-- TASK REQUIREMENTS --
Would you output the whole listing below, exactly as it reads?

-- RECORDED INFORMATION --

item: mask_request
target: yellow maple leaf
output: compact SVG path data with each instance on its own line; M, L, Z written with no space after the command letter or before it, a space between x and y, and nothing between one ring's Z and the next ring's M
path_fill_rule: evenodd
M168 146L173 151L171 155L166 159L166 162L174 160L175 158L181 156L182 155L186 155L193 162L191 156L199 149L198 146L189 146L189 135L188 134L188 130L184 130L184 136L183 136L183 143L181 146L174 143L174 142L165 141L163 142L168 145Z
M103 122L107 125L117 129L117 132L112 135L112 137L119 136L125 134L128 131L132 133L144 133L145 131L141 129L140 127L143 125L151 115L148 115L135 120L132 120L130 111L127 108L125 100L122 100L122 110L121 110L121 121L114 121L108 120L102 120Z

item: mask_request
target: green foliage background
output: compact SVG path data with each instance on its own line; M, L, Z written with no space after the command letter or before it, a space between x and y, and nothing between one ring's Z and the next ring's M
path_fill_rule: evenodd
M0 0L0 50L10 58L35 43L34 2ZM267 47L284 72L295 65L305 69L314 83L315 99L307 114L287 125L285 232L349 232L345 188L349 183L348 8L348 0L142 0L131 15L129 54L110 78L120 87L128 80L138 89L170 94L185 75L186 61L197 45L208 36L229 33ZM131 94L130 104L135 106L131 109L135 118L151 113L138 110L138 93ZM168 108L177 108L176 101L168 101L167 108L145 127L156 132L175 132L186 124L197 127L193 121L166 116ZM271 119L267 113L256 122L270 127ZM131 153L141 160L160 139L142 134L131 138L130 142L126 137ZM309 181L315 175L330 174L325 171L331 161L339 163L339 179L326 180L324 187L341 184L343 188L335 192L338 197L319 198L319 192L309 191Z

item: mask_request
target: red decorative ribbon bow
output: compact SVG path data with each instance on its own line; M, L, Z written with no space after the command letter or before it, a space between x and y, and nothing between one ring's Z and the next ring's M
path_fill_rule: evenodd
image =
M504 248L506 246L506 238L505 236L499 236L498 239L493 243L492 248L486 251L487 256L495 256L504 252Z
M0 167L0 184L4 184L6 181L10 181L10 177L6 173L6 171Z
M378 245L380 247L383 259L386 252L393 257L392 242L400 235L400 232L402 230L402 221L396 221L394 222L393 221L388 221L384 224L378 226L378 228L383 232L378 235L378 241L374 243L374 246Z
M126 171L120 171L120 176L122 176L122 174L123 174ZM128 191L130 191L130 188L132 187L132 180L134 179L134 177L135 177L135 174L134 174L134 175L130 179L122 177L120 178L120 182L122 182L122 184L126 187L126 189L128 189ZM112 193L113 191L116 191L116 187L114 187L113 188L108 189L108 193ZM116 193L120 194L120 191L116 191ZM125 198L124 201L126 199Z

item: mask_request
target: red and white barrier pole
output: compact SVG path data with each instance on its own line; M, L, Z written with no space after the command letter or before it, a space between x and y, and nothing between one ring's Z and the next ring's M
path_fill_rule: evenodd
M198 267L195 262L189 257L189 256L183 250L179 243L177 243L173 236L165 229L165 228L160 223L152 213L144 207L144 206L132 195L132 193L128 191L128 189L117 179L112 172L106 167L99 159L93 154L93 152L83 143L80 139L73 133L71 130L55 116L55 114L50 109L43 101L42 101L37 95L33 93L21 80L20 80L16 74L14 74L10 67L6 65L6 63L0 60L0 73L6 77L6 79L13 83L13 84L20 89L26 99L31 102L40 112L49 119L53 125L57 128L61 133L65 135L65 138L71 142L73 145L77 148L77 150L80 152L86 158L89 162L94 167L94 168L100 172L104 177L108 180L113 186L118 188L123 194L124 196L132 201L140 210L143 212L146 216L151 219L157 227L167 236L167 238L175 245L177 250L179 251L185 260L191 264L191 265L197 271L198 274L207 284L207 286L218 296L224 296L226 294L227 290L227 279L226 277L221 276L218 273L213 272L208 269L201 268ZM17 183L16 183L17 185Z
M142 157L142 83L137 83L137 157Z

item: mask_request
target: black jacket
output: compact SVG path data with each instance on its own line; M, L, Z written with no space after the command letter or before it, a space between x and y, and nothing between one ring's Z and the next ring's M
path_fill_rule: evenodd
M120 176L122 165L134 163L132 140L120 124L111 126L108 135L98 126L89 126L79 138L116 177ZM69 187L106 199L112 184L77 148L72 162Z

-- ANSWER IN FULL --
item: mask_request
target: yellow maple leaf
output: compact SVG path data with each instance on its own line; M, L, Z written with no space after the command letter or before it, a space between x and y, and nothing between one ring's Z and the next ring's M
path_fill_rule: evenodd
M168 146L173 151L171 155L166 159L166 162L174 160L175 158L181 156L182 155L186 155L193 162L191 156L199 149L198 146L189 146L189 135L188 134L188 130L184 130L184 136L183 136L183 143L181 146L174 143L174 142L165 141L163 142L168 145Z
M103 122L107 125L117 129L117 132L112 135L112 137L119 136L125 134L128 131L132 133L144 133L145 131L141 129L140 127L143 125L151 115L148 115L135 120L132 120L130 111L127 108L125 100L122 100L122 110L121 110L121 121L114 121L108 120L102 120Z

item: mask_request
target: green foliage background
output: compact SVG path data with each instance on its own line; M, L, Z written with no space after the command letter or before it, a space between x and y, and nothing between one ring's Z and the next ring's M
path_fill_rule: evenodd
M0 0L0 50L10 58L35 43L34 2ZM267 47L284 72L295 65L305 69L314 83L315 99L307 114L287 125L285 232L349 232L345 188L349 183L348 8L348 0L142 0L131 15L129 54L110 78L120 87L128 80L138 89L170 94L185 75L186 61L197 45L208 36L229 33ZM131 94L130 104L135 106L131 109L135 118L151 113L138 110L138 93ZM168 108L177 108L176 101L168 101L167 108L145 127L156 132L175 132L186 124L197 127L193 121L166 116ZM271 119L267 113L256 122L270 127ZM131 153L141 160L160 139L142 134L131 138L130 142L126 137ZM309 181L315 175L330 174L325 171L331 161L339 163L339 179L326 180L324 187L341 184L343 188L335 192L338 197L319 198L319 192L309 191Z

item: mask_request
target: red decorative ribbon bow
output: compact SVG path data with each instance on its own line; M, L, Z written with no space after the command letter or before it, a space between x and y, and nothing between one ring's Z and the next ring's M
path_fill_rule: evenodd
image =
M504 248L506 246L506 238L505 236L499 236L498 239L493 243L492 248L486 251L487 256L495 256L504 252Z
M0 167L0 184L4 184L6 181L10 181L10 177L6 173L6 171Z
M378 245L380 247L383 259L386 252L393 257L392 242L400 235L400 232L402 230L402 221L396 221L394 222L393 221L388 221L384 224L378 226L378 228L383 232L378 235L378 241L374 243L374 246Z
M126 171L120 171L120 176L122 176L122 174L123 174ZM128 191L130 191L130 188L132 187L132 180L134 179L134 177L135 177L135 174L134 174L134 175L130 179L122 177L120 178L120 182L122 182L122 184L126 187L126 189L128 189ZM112 193L113 191L116 191L116 187L114 187L113 188L108 189L108 193ZM116 193L120 194L120 191L116 191ZM125 198L124 201L126 199Z

item: mask_request
target: red and white barrier pole
output: compact SVG path data with each instance on its own line; M, L, Z written with no space after the command letter or before it, a space between x and y, and nothing between one ring's Z and the next ring's M
path_fill_rule: evenodd
M198 267L195 262L189 257L189 256L183 250L179 243L177 243L173 236L165 229L165 228L160 223L152 213L144 207L144 206L132 195L132 193L128 191L128 189L117 179L112 172L106 167L99 159L93 154L93 152L83 143L80 139L73 133L71 130L55 116L55 114L50 109L43 101L42 101L37 95L33 93L21 80L20 80L16 74L14 74L10 67L6 65L6 63L0 60L0 73L6 77L6 79L13 83L13 84L20 89L26 99L31 102L40 112L49 119L53 125L57 128L61 133L65 135L65 138L71 142L73 145L77 148L77 150L80 152L86 158L89 162L94 167L94 168L100 172L104 177L108 180L113 186L118 188L123 194L124 196L132 201L140 210L143 212L146 216L151 219L157 227L167 236L167 238L175 245L177 250L179 251L185 260L191 264L191 265L197 271L198 274L207 284L207 286L218 296L224 296L226 294L227 290L227 279L226 277L221 276L218 273L213 272L208 269L201 268ZM17 183L16 183L17 185Z
M142 157L142 83L137 83L137 157Z

item: mask_request
target: black jacket
output: compact SVG path data with each instance on its own line; M, L, Z written with no space after the command letter or before it, a space between x and y, and nothing between one ring's Z and the next ring's M
path_fill_rule: evenodd
M120 176L122 165L134 163L132 140L120 124L111 126L108 135L98 126L89 126L79 138L116 177ZM69 187L106 199L112 184L77 148L72 162Z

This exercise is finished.